• SET PROBLEM:
Return each line of the material below that contains the word "white", copied unchanged.

• PROVIDED DATA:
↓

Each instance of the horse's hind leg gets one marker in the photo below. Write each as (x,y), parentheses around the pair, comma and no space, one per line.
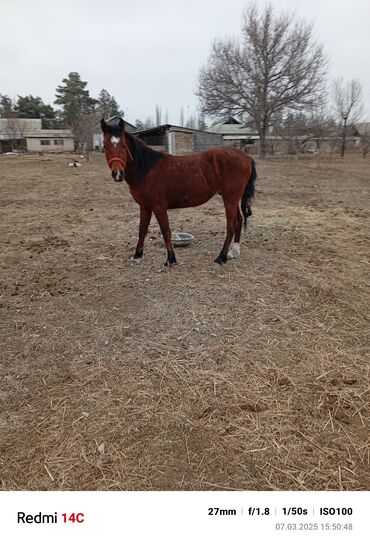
(234,250)
(230,210)
(145,217)
(162,218)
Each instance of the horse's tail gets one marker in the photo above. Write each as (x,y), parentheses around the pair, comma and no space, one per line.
(248,194)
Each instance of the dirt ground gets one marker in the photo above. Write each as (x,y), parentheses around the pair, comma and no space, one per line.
(121,376)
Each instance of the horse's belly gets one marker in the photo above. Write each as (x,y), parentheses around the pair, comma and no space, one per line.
(188,199)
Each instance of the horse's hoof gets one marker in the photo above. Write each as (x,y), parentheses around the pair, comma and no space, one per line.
(234,251)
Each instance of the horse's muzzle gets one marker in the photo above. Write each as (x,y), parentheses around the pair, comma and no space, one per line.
(118,175)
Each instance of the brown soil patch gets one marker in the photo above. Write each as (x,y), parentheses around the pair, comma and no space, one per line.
(123,376)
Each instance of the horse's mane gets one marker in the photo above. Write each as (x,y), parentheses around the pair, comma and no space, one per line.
(144,157)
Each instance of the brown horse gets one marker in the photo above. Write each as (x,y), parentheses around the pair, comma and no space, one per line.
(160,181)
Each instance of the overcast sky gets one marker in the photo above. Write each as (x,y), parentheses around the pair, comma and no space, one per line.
(148,52)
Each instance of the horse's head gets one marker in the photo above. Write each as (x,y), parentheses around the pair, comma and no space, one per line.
(115,149)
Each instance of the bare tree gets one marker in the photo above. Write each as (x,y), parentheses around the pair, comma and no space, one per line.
(303,127)
(84,131)
(277,66)
(348,106)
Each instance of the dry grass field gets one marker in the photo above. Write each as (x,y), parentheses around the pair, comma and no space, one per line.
(118,376)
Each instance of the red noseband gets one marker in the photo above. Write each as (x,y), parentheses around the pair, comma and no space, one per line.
(123,163)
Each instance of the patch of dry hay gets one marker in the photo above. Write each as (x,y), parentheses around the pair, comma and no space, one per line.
(118,376)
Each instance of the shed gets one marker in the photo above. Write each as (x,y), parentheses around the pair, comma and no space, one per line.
(178,140)
(28,135)
(235,133)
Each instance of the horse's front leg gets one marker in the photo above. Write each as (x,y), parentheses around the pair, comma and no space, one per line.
(145,217)
(162,218)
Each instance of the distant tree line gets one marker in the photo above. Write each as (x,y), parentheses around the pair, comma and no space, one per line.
(76,109)
(275,80)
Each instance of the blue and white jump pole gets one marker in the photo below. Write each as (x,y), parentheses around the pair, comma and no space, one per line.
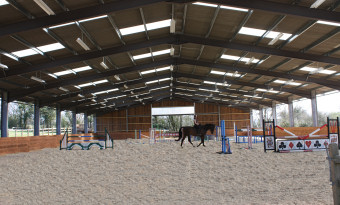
(225,140)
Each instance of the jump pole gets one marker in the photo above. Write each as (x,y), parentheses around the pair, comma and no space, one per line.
(225,141)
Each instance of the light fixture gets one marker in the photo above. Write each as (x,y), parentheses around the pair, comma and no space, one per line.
(83,44)
(44,7)
(3,66)
(117,77)
(317,3)
(37,79)
(172,26)
(63,89)
(274,40)
(250,60)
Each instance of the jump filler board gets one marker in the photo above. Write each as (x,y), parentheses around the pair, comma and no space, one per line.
(294,143)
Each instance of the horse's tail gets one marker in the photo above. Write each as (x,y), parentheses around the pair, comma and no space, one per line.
(179,134)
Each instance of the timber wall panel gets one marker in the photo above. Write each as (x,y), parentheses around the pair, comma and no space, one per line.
(140,117)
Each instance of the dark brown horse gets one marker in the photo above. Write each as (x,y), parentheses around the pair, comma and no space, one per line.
(191,131)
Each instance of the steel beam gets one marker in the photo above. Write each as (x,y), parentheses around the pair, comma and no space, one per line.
(74,122)
(86,56)
(36,118)
(74,15)
(282,8)
(85,123)
(4,114)
(58,119)
(301,93)
(314,108)
(257,49)
(291,112)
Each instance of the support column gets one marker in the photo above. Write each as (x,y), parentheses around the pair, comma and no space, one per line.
(291,112)
(74,122)
(4,114)
(314,109)
(36,118)
(95,123)
(261,116)
(58,119)
(86,124)
(251,118)
(274,112)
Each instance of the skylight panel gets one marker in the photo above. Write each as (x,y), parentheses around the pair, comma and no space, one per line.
(149,26)
(85,84)
(150,82)
(145,55)
(318,70)
(155,81)
(205,4)
(217,72)
(93,18)
(154,70)
(161,52)
(3,2)
(24,53)
(208,90)
(234,8)
(264,90)
(45,48)
(244,59)
(260,32)
(105,91)
(131,30)
(51,47)
(156,53)
(100,82)
(62,25)
(81,21)
(328,23)
(148,71)
(287,82)
(159,88)
(82,69)
(66,72)
(158,24)
(183,94)
(162,69)
(62,73)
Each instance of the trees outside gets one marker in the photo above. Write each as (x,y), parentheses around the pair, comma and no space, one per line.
(66,119)
(47,117)
(172,122)
(20,115)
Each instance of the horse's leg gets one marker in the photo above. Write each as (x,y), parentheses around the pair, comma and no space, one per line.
(202,141)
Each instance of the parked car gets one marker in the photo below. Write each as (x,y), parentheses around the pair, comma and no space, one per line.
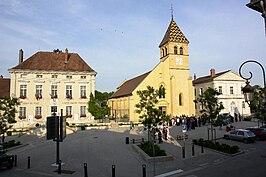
(6,160)
(226,118)
(259,132)
(240,135)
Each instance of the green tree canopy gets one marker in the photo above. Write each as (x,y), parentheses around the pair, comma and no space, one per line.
(98,104)
(147,106)
(7,114)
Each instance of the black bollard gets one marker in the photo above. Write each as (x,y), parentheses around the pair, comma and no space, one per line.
(113,170)
(59,167)
(183,152)
(28,162)
(127,140)
(143,170)
(15,160)
(193,150)
(85,170)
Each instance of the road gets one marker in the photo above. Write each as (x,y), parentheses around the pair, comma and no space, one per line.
(249,164)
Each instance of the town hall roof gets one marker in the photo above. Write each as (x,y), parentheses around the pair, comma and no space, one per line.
(54,61)
(129,86)
(173,34)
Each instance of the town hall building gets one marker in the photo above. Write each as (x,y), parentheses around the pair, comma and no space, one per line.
(171,74)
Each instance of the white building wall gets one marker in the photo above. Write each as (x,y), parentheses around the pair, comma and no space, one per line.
(29,78)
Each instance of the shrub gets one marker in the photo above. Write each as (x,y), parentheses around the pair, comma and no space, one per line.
(217,146)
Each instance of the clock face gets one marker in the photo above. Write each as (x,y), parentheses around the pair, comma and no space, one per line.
(179,61)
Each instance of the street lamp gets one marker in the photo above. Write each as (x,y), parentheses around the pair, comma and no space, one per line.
(248,90)
(260,6)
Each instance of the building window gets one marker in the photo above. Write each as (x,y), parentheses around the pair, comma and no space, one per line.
(38,112)
(23,91)
(22,113)
(161,92)
(82,111)
(175,50)
(23,75)
(69,91)
(69,111)
(220,89)
(181,50)
(53,110)
(53,91)
(201,91)
(38,93)
(83,91)
(231,90)
(180,99)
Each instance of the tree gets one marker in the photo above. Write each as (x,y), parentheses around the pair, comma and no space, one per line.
(98,104)
(258,105)
(210,106)
(7,114)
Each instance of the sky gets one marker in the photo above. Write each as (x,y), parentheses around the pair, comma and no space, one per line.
(120,39)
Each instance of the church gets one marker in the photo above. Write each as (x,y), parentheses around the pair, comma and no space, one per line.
(171,74)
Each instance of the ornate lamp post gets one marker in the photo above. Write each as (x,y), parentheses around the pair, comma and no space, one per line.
(248,90)
(260,6)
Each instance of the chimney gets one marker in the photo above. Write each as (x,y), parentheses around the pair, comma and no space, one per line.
(212,71)
(20,56)
(66,56)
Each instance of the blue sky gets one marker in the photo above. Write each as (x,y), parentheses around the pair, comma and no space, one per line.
(119,38)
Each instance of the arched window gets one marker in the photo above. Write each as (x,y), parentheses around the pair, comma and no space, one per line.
(175,50)
(181,99)
(181,50)
(161,92)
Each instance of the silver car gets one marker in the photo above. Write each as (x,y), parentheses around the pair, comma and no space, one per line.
(240,135)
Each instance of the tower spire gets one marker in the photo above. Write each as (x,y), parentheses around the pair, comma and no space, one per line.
(172,12)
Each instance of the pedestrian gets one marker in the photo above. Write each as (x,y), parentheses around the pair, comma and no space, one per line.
(160,137)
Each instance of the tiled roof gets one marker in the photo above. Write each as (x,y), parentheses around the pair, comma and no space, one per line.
(54,61)
(129,86)
(173,34)
(4,87)
(206,79)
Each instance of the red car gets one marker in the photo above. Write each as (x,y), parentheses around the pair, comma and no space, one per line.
(259,132)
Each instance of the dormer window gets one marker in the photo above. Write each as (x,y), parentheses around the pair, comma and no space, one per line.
(161,92)
(181,50)
(175,50)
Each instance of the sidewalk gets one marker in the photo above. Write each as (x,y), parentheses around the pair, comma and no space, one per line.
(101,149)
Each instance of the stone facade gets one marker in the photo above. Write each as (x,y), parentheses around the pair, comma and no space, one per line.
(50,81)
(171,73)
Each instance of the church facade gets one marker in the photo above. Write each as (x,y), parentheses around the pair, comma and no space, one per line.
(171,74)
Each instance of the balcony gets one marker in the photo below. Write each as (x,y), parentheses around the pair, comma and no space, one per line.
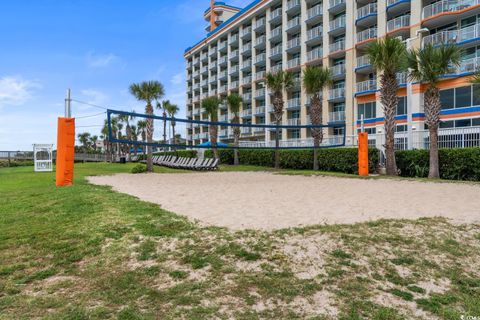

↑

• ANSWER TO THE PROBLEM:
Each instance of the blue and white jump pole gets one marker in the photo below. Write each as (x,y), parentheses around the pair, comma and no space, one per line.
Each instance of the white building wall gets one marker in the photo above. Write each as (x,y), parentheses around the pair, comma and no space, one per line.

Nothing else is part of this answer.